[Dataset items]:

:::::

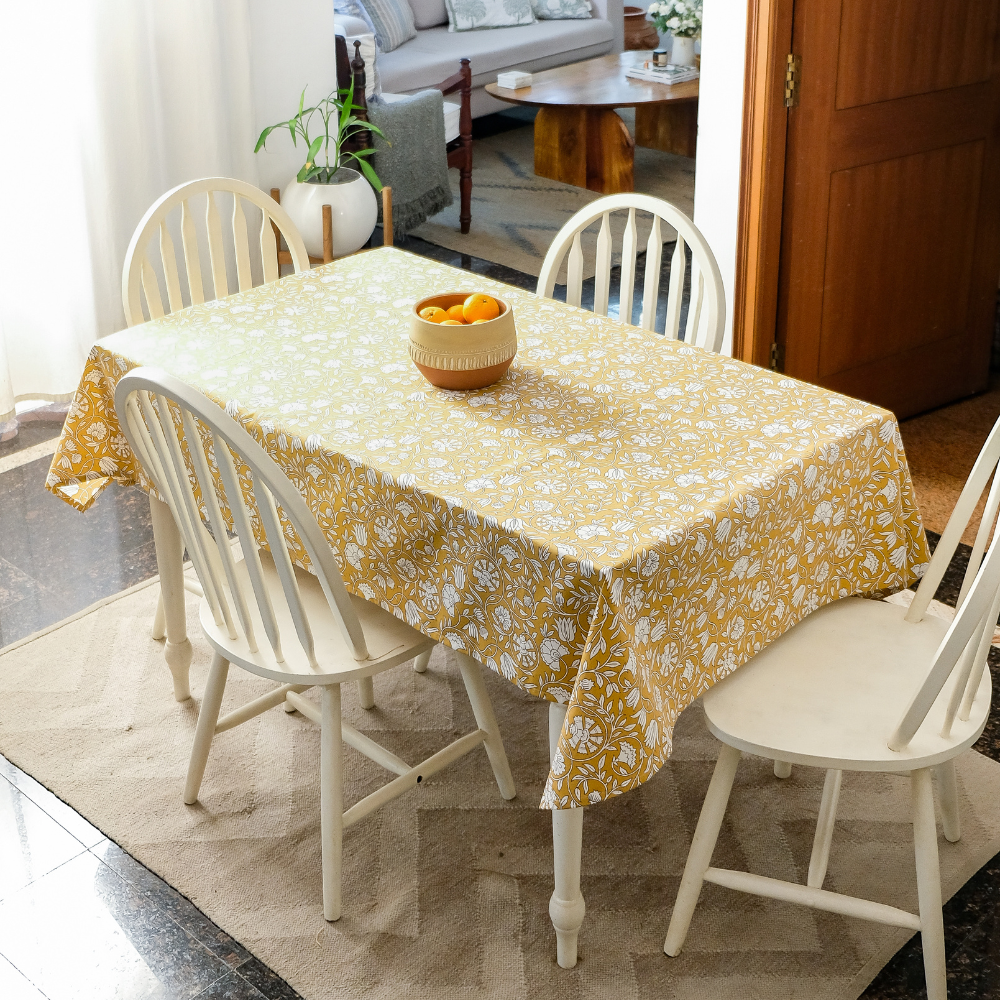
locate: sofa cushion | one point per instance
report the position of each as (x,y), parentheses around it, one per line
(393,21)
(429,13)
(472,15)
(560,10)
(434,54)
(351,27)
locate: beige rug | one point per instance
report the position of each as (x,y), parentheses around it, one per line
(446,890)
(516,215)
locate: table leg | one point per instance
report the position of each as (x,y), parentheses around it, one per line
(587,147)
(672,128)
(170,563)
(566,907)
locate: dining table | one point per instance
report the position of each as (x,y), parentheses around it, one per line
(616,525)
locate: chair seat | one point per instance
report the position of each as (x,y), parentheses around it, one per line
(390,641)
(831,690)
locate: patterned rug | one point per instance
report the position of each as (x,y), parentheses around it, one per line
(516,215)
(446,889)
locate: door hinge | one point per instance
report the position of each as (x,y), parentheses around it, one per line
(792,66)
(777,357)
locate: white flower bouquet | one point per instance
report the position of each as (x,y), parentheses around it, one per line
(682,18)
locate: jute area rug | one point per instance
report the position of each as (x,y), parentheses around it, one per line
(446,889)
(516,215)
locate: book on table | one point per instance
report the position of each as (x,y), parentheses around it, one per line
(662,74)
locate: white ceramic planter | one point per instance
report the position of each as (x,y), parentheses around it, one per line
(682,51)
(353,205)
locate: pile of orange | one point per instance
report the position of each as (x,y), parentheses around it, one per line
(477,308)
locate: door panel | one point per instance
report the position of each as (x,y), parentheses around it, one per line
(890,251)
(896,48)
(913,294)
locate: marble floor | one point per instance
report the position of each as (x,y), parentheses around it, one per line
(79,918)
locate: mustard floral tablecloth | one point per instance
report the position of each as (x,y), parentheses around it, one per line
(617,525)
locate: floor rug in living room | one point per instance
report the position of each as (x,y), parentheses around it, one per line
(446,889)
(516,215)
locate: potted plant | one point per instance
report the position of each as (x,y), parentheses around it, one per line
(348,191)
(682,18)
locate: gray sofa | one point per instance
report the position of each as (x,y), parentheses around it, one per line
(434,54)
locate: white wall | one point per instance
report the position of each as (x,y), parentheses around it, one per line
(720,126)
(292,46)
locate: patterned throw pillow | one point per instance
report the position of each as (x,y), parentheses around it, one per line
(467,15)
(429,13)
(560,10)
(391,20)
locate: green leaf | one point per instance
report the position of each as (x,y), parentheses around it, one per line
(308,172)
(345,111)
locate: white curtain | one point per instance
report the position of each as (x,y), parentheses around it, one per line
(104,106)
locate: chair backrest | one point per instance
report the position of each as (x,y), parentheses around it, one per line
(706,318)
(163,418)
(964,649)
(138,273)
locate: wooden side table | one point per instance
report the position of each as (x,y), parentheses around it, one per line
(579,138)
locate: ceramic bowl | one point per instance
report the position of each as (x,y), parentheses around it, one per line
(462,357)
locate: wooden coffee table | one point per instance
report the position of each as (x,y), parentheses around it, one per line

:::::

[Task description]: Transcribe every entry above exactly as it stands, but skip the images.

[Your response]:
locate: sofa cushion | one point per instance
report the position of each as (x,y), parentheses around it, one per line
(393,21)
(429,13)
(472,15)
(560,10)
(434,54)
(351,27)
locate: beige rug | one point per instance
report the position of each as (x,y), parentheses around it, one per line
(446,890)
(516,215)
locate: table leg | one point per instance
report the position of each as (x,y), parentheses around it, one per line
(587,147)
(672,128)
(170,563)
(566,907)
locate: dining table | one point per instance
report the position of each as (x,y), parentheses around it, one per line
(616,525)
locate: chair seat | one point per instance
report the position of each as (x,y), parentheses around it, one per line
(390,641)
(831,690)
locate: patterned rug | one point per instance
report the position of each as (x,y), parentheses around it, one per line
(516,215)
(446,889)
locate: door hinge | one point per instance
report the position of each as (x,y), parentheses around it, one per line
(792,66)
(777,357)
locate: white flower bouquet | one point per instance
report the position of each as (x,y), parentheses around it, one per line
(682,18)
locate: jute area rug | one point per instance
report the position of each as (x,y), parentheses around it, one per line
(446,889)
(516,215)
locate: book on table | one point per instance
report the position of each as (x,y), parentheses around it, one per line
(662,74)
locate: white ceramic planter | one point per instance
report the position of each as (x,y), parentheses around it, one per line
(682,51)
(353,205)
locate: pile of orange | one point per instance
report the position of each as (x,y), parentheses around it, one per line
(477,308)
locate: door panel | one point per instance
report the position of each as (x,y), parentheses around it, one per line
(890,251)
(896,48)
(913,294)
locate: marble floor | one point per instance
report the position of each as (x,y), parentheses around it, one per line
(79,918)
locate: mustard floral tablecloth | one point per instance
report the position of each as (x,y), parentheses around it, one per line
(617,525)
locate: floor rug in living room | one point per instance
report the position of each as (x,y), parentheses around it, one per line
(446,889)
(516,215)
locate: potted plant | one point per instance
report the position of each as (x,y), parentheses around it, one per line
(348,191)
(682,18)
locate: gray sofa | one point per instance
report the position of each as (x,y), parentheses around it, one per line
(434,54)
locate: white wall | one point per instance
report the position of each as (x,y), parentheses around it, one per line
(720,126)
(292,46)
locate: patterned throw pillow | one point per instance
report the position of each as (x,y), parentheses around it, one per line
(467,15)
(429,13)
(560,10)
(391,20)
locate: green leaf | one point per instance
report the position of each as (x,y), parentheses around it, one per line
(308,172)
(345,111)
locate: white curtain | one point per instance
report the position of each as (x,y), parentheses around it, one per line
(104,106)
locate: chair backrest | one point per instance
report the position of each as (x,y), parentheses around it, one per line
(706,318)
(163,418)
(964,649)
(138,273)
locate: wooden side table | one point per instance
report the position of each as (x,y), parentheses around it, one per line
(579,138)
locate: ceramic bowl | one point per instance
report the position of each as (x,y), parentheses around it, one per line
(462,357)
locate: wooden coffee table | one point per instance
report the position of each as (x,y), parentheses around it, one per line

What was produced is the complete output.